* start Data excerpts *

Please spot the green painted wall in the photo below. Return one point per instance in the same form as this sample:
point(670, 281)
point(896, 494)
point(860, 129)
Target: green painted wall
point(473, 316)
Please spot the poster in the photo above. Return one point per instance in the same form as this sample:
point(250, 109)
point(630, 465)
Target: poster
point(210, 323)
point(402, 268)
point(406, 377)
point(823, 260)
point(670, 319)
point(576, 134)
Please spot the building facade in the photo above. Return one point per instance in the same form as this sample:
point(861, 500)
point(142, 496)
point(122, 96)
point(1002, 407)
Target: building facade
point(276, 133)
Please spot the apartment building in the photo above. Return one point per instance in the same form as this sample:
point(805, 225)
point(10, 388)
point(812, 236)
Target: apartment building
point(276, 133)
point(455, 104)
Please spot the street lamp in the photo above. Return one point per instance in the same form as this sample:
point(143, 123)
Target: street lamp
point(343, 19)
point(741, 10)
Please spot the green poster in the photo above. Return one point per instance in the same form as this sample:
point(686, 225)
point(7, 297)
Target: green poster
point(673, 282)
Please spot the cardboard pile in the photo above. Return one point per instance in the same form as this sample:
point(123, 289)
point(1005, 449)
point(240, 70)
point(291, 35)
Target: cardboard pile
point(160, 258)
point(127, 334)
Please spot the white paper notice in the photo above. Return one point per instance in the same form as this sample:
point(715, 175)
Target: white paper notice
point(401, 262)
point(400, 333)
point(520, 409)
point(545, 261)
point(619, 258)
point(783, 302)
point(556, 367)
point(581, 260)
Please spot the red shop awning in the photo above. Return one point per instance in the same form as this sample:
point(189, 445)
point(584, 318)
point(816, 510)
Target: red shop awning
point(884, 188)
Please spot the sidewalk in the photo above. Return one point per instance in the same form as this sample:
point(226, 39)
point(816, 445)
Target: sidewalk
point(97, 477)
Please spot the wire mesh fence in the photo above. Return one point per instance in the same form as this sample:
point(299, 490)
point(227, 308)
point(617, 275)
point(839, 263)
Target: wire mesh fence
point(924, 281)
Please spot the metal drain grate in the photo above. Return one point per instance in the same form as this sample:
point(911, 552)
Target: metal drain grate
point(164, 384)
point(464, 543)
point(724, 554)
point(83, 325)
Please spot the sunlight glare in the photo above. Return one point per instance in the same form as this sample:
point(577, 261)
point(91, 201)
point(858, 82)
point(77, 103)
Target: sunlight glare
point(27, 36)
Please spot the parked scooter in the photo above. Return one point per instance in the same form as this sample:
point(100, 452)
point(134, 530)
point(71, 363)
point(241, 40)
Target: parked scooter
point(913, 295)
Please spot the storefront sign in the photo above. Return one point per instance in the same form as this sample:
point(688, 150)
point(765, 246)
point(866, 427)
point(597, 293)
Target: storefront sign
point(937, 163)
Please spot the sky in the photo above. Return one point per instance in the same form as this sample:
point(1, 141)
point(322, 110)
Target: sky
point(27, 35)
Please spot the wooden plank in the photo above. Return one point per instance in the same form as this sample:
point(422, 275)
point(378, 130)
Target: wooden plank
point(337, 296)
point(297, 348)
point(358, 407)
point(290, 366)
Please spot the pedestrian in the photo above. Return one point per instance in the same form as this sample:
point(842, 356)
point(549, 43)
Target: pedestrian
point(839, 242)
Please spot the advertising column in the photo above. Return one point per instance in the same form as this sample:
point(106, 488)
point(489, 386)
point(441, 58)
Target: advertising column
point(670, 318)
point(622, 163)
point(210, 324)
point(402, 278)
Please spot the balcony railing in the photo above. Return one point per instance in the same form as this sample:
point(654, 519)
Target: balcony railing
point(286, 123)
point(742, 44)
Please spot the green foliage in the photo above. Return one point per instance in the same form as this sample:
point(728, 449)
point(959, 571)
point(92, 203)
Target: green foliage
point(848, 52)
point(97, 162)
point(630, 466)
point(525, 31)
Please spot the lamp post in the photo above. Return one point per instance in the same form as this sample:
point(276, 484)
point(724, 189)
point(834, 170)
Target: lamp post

* end Data excerpts *

### What to produce
In the records above, change each "Please spot" to "Please locate" and leave all other text as it is.

### Finished answer
Please locate the green painted wall in the photo below. Return one point per instance in the same form as this sample:
point(670, 281)
point(896, 494)
point(860, 129)
Target: green painted wall
point(473, 316)
Please locate the poster in the photo above. Return one point per instance in the same form as this sample:
point(250, 109)
point(630, 465)
Target: poster
point(210, 323)
point(402, 268)
point(406, 377)
point(823, 260)
point(670, 319)
point(576, 134)
Please locate the building facade in the photo above. Return one point per instance in the same form as this sample:
point(861, 500)
point(142, 496)
point(122, 96)
point(1002, 407)
Target: building facade
point(276, 133)
Please locate the apartment building in the photo above. Return one point per instance in the same form as this sample:
point(805, 225)
point(10, 388)
point(812, 236)
Target: apartment building
point(276, 133)
point(455, 104)
Please locate the street lamp in the photo above. Return one point per instance in the same form as this sample:
point(143, 123)
Target: street lamp
point(343, 19)
point(741, 10)
Please locate the green poster in the photo above. Return one point per instance in the same form as this sample:
point(686, 225)
point(7, 297)
Target: green poster
point(673, 282)
Please locate the cardboard pile in the photo above. Return one point per instance in the same form as this sample:
point(123, 289)
point(1005, 449)
point(240, 70)
point(291, 35)
Target: cardboard pile
point(160, 258)
point(127, 334)
Please locate the white paper notice in the photo above. Return one point per instance in the same form as this sample:
point(715, 175)
Target: white paper notice
point(401, 262)
point(400, 333)
point(520, 409)
point(545, 261)
point(619, 258)
point(783, 302)
point(556, 367)
point(581, 260)
Please locate the red shop awning in the photo above. Return one point per instance in the same form as this sample:
point(189, 445)
point(584, 318)
point(816, 510)
Target: red shop awning
point(884, 188)
Please locate the sidewalk in the photo above. Return one point per instance in the same form as this sample:
point(226, 39)
point(816, 445)
Target: sidewalk
point(97, 477)
Please locate the wire mesh fence in the photo above. Return one point per instance in the same form as this sample:
point(299, 490)
point(227, 308)
point(617, 275)
point(839, 263)
Target: wire mesh fence
point(924, 281)
Please locate the metal drain grate in the photo above. Return one point per instance in the same form as this sample:
point(911, 552)
Target: metal drain grate
point(164, 384)
point(464, 543)
point(724, 554)
point(83, 325)
Please locate the sunlight glare in the photo above. Return one point per instance in the same form as this sample:
point(577, 261)
point(91, 201)
point(858, 82)
point(77, 103)
Target: sunlight glare
point(27, 36)
Please locate the parked scooter in the photo above. Return one point per instance in the same form as this sample:
point(100, 452)
point(134, 530)
point(71, 363)
point(241, 40)
Target: parked scooter
point(913, 295)
Please locate the storefront sign in the photo above. Return one point per instance in the same form as this sample:
point(688, 150)
point(765, 246)
point(866, 427)
point(597, 293)
Target: storefront sign
point(937, 163)
Please locate the sky in the photo above. Return one point per instance in the same form as this sample:
point(1, 141)
point(322, 110)
Target: sky
point(27, 35)
Please locate the wooden plank in the photo above. Return one point per instance in the same form as this sample:
point(422, 275)
point(378, 130)
Target: wooden plank
point(337, 296)
point(297, 348)
point(358, 407)
point(290, 366)
Please locate the pedestrian in the photo above. Return one point per instance in the same form as this sample:
point(842, 356)
point(549, 43)
Target: pedestrian
point(839, 242)
Please locate the advertising column in the photo above. Return one point per instance in the same form as this sample:
point(106, 488)
point(489, 386)
point(441, 58)
Target: advertising column
point(670, 318)
point(622, 163)
point(210, 324)
point(402, 278)
Please locate the balcony railing in the photo above. Return one point per instance in the same form as this sample:
point(654, 519)
Target: balcony railing
point(286, 123)
point(742, 44)
Please locate the green foliage in the photo above. Return one point per instance in the same form as this sample:
point(728, 449)
point(959, 571)
point(92, 203)
Target: green foliage
point(848, 52)
point(97, 162)
point(630, 466)
point(525, 31)
Please locate the lamp post in the photo above. Return one point per instance in the same form as this sample:
point(276, 484)
point(724, 189)
point(834, 170)
Target: lamp post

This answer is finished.